● What the exercise asks: In the records below, take the part that opens with the line containing "Task: locate the red jersey." and closes with the line containing "column 37, row 48", and write it out again with "pin" replaced by "marker" and nothing else changed. Give only those lines.

Items listed in a dataset:
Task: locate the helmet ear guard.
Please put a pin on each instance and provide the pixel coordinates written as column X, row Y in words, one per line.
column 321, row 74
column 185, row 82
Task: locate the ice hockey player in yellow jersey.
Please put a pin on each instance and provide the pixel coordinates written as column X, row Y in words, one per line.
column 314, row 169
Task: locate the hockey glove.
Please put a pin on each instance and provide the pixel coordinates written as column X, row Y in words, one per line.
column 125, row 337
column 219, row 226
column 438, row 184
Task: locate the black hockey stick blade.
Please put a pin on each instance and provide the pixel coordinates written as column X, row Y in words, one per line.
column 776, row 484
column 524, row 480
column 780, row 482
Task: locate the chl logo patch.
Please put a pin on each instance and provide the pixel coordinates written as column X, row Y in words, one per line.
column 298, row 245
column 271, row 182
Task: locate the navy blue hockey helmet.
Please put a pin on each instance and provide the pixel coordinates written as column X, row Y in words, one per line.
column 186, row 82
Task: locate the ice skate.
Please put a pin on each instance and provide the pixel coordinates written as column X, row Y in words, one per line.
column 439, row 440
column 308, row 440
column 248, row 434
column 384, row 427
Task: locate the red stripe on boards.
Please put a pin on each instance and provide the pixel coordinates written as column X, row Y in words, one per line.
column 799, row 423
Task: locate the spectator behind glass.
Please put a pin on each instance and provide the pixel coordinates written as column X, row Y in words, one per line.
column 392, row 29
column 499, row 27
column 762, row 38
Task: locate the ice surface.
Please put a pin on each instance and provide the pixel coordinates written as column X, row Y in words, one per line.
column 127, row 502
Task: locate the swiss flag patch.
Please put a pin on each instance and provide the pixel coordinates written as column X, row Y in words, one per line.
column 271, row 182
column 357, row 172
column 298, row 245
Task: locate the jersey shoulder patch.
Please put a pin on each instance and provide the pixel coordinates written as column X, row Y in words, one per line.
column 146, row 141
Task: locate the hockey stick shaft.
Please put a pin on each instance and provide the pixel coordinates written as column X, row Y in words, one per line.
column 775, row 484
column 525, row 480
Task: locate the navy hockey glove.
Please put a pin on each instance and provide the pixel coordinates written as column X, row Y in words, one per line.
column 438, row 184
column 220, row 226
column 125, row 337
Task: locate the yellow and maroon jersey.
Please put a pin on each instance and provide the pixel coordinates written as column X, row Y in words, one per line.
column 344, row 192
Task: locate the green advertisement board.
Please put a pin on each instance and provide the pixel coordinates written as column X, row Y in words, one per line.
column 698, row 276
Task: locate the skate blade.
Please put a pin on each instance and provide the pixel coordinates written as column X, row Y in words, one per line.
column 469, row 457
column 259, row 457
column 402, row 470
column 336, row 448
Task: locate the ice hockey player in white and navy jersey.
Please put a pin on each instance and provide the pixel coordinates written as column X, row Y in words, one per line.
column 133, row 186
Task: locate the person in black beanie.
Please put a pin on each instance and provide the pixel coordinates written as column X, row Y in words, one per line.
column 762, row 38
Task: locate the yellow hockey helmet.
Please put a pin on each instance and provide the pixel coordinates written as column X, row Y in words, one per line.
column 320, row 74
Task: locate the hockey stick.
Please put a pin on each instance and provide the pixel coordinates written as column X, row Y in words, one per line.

--

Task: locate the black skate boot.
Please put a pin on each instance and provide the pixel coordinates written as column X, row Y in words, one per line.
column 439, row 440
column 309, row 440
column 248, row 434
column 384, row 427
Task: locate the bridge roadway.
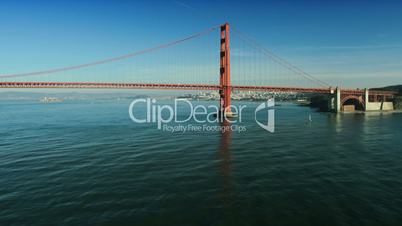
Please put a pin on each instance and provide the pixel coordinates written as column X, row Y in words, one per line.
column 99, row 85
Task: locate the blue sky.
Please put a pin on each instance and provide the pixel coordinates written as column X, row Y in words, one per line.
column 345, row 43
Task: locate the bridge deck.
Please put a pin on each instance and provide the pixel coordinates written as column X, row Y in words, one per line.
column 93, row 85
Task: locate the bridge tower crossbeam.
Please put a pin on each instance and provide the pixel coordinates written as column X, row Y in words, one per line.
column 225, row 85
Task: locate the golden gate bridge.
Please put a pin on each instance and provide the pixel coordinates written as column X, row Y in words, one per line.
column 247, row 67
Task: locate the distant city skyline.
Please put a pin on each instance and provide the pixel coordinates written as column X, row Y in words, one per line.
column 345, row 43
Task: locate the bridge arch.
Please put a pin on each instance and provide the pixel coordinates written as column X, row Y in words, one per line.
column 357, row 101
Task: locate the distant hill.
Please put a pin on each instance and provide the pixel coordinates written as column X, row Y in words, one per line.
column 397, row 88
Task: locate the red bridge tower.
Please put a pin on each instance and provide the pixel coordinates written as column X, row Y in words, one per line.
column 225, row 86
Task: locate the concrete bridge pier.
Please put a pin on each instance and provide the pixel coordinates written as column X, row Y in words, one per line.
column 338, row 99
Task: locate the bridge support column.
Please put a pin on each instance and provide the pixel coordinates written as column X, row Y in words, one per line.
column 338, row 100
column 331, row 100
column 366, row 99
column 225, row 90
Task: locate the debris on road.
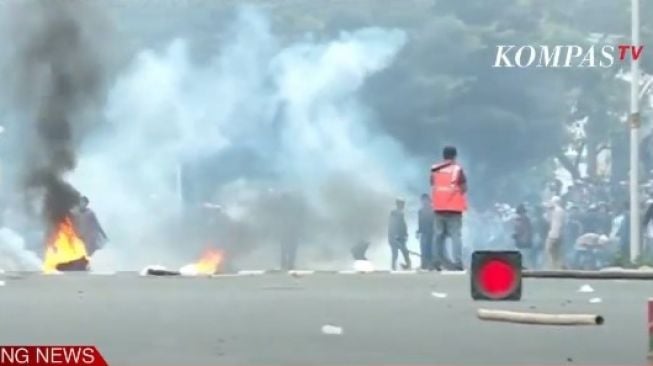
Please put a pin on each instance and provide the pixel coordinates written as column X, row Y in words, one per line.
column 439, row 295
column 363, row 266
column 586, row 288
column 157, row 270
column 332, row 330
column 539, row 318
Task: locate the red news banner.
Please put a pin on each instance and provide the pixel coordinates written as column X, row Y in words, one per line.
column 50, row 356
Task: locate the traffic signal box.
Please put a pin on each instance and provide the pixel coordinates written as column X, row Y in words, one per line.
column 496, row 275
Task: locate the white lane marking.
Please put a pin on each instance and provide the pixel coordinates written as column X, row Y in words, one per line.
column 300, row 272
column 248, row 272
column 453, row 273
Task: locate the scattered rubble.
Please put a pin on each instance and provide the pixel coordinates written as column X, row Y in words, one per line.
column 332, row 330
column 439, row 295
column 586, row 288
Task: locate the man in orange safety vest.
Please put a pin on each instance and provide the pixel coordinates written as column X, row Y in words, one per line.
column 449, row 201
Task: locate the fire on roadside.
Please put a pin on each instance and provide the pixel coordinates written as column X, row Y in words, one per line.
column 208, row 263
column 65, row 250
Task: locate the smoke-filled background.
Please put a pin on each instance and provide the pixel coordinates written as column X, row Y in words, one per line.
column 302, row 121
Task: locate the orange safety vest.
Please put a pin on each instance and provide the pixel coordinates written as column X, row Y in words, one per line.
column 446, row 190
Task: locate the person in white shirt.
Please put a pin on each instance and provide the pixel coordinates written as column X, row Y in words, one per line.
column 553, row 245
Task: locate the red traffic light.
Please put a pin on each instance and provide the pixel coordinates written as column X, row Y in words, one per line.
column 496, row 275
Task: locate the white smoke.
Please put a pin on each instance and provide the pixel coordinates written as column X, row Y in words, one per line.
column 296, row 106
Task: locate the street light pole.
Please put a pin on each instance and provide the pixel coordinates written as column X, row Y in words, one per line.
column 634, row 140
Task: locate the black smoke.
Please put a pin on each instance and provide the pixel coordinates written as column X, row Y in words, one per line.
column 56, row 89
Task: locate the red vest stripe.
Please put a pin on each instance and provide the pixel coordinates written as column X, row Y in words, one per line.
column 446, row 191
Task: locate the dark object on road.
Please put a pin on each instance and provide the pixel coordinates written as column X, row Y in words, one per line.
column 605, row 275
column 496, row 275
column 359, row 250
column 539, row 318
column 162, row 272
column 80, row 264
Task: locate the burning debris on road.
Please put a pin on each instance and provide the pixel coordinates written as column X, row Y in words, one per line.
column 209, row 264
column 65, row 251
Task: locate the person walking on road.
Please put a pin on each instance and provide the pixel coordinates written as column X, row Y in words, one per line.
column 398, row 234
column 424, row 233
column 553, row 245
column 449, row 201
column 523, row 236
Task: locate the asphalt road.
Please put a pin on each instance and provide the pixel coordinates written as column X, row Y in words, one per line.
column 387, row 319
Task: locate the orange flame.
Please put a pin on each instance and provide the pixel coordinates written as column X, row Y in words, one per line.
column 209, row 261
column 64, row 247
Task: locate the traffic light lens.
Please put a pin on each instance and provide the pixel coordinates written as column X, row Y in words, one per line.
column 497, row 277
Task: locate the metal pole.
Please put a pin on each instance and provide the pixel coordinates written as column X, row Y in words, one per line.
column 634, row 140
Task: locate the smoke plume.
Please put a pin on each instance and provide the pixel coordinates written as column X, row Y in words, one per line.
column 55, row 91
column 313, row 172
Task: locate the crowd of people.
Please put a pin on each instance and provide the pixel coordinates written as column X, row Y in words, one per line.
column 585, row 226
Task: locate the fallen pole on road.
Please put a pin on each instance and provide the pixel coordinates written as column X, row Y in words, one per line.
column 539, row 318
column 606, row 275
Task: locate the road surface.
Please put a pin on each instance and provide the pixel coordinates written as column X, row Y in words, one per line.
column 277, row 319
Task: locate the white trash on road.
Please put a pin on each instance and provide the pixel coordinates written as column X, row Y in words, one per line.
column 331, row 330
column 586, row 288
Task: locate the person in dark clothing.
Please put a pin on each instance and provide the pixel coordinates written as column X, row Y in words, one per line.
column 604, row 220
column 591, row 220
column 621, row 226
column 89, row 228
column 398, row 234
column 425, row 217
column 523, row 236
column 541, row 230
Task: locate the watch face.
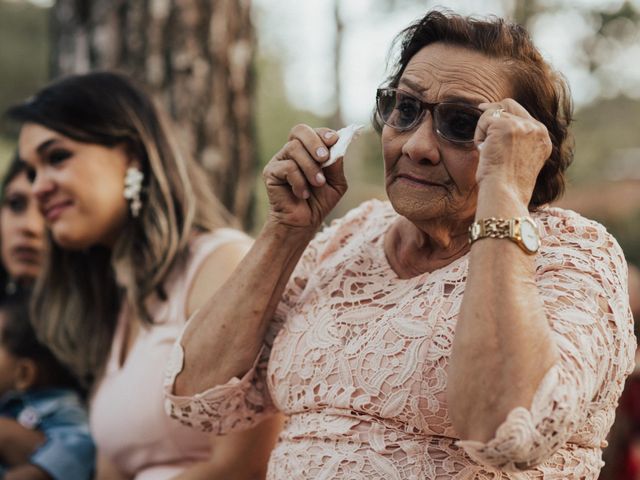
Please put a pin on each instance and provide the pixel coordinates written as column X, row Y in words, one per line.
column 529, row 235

---

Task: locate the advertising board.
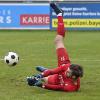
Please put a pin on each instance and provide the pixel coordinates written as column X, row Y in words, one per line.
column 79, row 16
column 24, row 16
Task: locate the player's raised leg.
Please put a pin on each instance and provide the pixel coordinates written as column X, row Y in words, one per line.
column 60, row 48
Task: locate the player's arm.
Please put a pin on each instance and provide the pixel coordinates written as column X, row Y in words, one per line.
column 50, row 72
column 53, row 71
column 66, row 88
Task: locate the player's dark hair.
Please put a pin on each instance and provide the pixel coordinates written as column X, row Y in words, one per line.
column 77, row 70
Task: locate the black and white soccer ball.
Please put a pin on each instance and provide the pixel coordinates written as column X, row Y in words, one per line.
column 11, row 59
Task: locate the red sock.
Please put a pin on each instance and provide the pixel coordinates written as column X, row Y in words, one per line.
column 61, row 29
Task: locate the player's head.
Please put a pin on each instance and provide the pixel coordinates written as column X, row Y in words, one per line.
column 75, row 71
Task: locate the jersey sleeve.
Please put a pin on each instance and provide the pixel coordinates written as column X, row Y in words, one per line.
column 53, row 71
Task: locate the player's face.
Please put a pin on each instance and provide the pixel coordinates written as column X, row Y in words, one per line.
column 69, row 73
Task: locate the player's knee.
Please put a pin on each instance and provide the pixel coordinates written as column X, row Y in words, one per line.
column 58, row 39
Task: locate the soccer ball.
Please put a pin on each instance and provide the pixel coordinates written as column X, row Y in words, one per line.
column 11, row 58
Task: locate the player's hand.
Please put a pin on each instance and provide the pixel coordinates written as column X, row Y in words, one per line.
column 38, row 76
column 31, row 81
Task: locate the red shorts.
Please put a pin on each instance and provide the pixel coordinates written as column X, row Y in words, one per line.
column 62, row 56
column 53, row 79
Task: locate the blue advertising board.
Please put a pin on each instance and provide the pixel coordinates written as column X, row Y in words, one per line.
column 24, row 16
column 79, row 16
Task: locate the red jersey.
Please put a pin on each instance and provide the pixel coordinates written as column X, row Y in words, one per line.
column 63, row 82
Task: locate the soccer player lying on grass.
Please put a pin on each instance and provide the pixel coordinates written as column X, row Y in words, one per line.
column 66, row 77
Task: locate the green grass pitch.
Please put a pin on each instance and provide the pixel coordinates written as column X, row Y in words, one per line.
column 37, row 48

● Answer to this exercise:
Task: locate the red jersey.
Please put a marker on each instance and provide the pixel coordinates written as column X, row Y in words, one per line.
column 63, row 82
Task: locate the soccer player lying on grass.
Please put a marker on each instance and provide the pixel coordinates written as column X, row Y in words, one per line.
column 66, row 77
Task: locate the green grass pitch.
Please put a marker on each instance and provide the pixel coordinates written as column X, row Y in words, one per line.
column 37, row 48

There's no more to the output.